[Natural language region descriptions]
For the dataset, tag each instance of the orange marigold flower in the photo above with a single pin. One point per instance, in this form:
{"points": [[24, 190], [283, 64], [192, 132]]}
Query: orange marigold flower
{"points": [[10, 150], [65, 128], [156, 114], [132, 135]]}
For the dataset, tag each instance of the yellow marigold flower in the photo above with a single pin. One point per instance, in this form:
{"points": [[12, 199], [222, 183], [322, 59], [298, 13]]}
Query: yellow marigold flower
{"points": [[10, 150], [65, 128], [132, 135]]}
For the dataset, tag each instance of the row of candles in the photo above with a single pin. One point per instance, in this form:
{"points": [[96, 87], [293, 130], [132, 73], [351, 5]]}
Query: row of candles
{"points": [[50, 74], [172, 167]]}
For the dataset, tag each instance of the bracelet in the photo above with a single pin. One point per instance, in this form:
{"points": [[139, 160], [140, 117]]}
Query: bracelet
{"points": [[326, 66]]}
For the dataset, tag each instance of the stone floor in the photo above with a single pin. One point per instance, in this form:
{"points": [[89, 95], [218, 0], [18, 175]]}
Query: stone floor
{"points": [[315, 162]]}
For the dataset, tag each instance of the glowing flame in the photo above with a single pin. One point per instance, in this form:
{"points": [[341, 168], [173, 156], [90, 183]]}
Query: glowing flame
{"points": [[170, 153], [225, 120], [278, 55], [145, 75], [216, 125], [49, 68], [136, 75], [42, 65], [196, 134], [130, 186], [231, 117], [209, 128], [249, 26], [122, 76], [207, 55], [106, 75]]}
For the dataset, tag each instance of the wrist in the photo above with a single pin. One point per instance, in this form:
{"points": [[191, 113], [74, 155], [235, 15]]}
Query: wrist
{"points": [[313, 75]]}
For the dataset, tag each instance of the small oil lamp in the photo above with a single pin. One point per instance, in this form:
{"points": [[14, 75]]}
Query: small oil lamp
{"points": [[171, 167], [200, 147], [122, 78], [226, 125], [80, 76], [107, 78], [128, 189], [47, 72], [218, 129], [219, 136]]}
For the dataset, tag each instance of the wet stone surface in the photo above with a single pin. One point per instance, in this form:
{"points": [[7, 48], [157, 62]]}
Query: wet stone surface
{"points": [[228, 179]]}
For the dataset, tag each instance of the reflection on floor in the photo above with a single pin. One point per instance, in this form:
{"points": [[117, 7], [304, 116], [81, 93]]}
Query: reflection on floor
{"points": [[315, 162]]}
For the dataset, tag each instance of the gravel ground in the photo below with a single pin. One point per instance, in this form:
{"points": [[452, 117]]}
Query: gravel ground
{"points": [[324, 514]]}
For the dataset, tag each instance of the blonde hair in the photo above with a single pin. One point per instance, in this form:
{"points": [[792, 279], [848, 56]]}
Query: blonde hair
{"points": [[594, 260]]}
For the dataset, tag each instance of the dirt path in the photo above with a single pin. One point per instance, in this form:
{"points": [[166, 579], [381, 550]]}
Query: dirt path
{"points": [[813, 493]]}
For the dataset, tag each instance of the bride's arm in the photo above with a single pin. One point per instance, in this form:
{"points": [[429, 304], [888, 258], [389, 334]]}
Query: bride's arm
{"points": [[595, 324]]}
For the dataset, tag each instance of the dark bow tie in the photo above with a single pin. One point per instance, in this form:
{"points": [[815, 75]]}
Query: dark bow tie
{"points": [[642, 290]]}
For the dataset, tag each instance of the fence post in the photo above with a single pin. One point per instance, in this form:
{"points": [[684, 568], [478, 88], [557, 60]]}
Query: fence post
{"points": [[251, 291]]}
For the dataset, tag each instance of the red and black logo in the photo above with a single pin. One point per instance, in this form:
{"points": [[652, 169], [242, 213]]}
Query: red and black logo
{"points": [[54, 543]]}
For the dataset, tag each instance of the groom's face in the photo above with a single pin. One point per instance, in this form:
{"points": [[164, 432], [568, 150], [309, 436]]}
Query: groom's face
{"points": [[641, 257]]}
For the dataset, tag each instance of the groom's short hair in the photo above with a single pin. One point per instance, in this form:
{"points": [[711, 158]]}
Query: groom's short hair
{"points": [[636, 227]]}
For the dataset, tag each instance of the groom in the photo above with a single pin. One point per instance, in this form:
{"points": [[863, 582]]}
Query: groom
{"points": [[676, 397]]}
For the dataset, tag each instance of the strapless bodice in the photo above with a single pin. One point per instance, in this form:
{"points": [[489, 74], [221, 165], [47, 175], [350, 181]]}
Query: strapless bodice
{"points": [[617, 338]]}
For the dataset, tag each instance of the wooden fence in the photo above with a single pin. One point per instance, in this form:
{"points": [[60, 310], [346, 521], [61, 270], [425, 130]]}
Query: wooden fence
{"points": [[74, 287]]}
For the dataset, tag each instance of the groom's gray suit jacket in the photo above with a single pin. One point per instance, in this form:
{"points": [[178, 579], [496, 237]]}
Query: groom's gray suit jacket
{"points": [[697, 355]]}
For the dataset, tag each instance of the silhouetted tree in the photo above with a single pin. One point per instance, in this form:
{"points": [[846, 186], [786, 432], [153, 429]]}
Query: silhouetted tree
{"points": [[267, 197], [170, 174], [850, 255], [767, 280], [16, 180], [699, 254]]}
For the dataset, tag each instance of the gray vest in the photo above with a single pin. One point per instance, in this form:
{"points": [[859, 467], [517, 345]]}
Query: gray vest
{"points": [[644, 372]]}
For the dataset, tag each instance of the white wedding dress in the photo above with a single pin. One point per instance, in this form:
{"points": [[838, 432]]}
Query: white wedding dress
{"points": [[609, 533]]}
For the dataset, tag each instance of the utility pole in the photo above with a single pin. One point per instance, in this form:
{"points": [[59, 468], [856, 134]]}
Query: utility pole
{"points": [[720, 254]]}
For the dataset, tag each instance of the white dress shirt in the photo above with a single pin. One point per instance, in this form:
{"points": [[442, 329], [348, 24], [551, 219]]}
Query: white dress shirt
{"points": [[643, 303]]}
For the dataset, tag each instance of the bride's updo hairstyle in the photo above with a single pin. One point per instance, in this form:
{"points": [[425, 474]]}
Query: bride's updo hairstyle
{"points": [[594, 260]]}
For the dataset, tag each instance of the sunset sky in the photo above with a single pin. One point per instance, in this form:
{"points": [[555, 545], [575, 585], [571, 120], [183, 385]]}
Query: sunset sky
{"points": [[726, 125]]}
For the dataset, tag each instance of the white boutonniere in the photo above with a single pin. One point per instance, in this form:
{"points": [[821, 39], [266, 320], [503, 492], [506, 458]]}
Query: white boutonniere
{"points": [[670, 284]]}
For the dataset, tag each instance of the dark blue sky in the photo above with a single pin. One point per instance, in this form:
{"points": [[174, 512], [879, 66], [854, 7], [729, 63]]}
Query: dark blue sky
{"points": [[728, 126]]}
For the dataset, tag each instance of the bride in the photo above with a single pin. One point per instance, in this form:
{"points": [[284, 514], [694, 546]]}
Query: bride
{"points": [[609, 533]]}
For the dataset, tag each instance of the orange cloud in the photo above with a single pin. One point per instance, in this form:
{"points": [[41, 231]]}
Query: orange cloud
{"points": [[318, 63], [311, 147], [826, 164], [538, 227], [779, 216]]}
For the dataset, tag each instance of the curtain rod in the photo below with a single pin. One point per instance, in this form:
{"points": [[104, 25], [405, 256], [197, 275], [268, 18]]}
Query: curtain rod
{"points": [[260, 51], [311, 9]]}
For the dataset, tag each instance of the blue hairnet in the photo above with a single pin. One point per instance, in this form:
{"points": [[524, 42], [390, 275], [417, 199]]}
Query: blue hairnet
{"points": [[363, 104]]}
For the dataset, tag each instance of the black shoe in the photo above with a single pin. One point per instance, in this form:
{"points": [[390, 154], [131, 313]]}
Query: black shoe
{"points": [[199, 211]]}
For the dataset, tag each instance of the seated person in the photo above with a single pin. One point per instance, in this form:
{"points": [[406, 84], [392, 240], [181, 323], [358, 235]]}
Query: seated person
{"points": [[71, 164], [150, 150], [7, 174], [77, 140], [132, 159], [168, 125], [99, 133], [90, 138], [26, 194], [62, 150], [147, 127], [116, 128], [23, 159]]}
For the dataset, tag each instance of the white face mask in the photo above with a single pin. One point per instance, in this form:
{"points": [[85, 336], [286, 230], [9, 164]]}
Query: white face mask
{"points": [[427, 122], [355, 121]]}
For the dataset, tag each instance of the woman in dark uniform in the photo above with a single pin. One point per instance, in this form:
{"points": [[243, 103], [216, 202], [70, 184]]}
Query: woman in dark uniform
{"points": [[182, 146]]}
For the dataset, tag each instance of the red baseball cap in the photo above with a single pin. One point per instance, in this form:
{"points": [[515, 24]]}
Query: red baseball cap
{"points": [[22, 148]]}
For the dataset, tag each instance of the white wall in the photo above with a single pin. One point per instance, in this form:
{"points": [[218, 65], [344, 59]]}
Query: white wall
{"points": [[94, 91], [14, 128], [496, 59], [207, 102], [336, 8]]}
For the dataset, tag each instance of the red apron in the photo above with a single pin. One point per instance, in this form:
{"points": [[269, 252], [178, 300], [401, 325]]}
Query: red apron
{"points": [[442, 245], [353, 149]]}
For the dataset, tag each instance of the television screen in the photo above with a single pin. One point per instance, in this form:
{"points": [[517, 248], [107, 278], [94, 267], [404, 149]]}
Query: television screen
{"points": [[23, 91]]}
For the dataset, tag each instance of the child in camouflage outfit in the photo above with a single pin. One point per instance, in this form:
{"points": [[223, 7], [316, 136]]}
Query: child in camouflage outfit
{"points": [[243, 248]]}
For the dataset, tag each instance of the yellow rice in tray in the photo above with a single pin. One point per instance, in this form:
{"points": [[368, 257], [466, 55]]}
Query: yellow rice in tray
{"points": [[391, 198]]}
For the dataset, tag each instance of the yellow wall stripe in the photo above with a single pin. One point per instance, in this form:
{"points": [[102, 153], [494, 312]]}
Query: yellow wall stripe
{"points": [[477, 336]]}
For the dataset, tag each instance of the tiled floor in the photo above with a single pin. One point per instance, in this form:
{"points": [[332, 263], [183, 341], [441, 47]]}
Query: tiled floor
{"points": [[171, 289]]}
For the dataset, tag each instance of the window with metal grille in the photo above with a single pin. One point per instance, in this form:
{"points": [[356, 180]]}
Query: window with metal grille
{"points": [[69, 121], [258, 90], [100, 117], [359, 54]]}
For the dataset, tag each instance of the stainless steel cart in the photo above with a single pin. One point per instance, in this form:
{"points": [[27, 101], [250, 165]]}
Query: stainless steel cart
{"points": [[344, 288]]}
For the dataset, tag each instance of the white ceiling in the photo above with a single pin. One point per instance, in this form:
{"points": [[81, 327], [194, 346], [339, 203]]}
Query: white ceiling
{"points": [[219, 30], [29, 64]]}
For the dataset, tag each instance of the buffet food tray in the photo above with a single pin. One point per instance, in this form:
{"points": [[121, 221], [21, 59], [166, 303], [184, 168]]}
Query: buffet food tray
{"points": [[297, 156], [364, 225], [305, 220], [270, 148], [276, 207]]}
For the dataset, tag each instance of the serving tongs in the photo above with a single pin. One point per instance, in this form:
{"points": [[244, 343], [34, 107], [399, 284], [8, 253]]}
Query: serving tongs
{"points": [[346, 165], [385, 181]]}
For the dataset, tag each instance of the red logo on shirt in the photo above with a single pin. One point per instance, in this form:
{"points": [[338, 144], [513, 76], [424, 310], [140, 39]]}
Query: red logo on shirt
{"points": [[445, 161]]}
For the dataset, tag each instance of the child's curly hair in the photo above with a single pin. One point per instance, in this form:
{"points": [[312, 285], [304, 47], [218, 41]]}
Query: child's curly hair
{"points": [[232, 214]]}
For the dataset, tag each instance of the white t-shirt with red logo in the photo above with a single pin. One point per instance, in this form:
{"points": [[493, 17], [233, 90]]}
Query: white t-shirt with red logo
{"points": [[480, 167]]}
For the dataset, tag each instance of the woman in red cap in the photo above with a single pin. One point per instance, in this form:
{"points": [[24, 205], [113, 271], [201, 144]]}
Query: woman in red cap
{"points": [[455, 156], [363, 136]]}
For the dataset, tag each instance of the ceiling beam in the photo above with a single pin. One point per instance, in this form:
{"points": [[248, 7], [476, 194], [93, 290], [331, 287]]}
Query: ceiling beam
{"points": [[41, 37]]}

WHAT IS BEING ASKED: The answer is a single number: how many lines in the data above hold the string "below".

WRITTEN REPLY: 2